What to produce —
Please say how many lines in the records below contain the word "edge". Give only the number.

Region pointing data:
*-*-*

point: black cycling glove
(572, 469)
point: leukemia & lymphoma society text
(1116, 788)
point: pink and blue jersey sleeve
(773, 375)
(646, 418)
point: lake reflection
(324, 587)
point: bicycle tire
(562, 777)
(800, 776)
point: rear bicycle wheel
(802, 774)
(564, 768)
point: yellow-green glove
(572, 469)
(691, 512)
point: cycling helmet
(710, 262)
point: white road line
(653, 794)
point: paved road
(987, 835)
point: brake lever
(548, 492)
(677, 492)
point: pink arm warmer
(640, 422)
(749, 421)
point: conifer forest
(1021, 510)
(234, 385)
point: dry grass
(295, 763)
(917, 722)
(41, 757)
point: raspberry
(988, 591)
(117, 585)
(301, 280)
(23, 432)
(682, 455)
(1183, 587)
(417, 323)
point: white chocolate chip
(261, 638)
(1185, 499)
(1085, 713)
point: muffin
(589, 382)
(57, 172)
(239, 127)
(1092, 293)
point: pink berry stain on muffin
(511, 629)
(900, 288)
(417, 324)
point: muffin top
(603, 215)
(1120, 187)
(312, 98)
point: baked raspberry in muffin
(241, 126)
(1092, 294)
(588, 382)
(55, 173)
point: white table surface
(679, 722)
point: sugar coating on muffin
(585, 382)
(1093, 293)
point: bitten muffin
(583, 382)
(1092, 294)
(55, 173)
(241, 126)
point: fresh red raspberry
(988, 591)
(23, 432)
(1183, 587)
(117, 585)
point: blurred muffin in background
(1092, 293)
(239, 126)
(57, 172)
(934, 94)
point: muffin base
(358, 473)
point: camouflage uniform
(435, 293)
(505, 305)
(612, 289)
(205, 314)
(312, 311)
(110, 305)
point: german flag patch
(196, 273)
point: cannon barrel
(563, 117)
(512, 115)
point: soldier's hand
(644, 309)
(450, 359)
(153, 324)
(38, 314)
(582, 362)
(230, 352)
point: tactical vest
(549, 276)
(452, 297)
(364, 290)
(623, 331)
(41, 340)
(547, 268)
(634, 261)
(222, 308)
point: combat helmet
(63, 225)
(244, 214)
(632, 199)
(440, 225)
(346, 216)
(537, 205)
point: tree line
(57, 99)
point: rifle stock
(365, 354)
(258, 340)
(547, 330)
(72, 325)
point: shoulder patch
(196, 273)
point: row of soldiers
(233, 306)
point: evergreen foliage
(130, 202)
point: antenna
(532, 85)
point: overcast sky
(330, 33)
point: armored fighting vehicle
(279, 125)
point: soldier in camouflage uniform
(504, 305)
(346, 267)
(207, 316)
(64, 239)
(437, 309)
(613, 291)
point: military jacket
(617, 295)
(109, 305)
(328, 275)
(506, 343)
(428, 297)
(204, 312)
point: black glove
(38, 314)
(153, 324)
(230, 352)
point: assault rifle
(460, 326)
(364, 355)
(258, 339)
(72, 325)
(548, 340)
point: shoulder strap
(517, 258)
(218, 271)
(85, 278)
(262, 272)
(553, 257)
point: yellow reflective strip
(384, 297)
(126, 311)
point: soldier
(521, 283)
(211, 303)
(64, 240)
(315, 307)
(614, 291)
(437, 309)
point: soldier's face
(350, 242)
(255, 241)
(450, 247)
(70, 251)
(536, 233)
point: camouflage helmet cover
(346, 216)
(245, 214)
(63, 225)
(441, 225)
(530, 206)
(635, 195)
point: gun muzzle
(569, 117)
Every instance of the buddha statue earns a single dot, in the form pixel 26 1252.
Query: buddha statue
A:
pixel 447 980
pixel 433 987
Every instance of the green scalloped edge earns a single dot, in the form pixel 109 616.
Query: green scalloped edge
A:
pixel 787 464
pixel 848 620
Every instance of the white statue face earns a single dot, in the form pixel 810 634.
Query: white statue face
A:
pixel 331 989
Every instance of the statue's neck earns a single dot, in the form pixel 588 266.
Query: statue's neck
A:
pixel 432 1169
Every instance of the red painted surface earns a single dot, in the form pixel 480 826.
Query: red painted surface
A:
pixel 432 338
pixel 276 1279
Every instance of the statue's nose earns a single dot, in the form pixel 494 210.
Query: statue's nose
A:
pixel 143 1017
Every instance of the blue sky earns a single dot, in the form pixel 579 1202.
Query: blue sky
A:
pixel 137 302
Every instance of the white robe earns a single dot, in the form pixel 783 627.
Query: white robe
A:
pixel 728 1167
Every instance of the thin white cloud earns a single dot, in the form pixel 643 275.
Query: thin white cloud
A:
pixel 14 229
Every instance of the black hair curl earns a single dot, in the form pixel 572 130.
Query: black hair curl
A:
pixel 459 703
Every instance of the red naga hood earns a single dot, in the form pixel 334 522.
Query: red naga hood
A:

*-*-*

Answer space —
2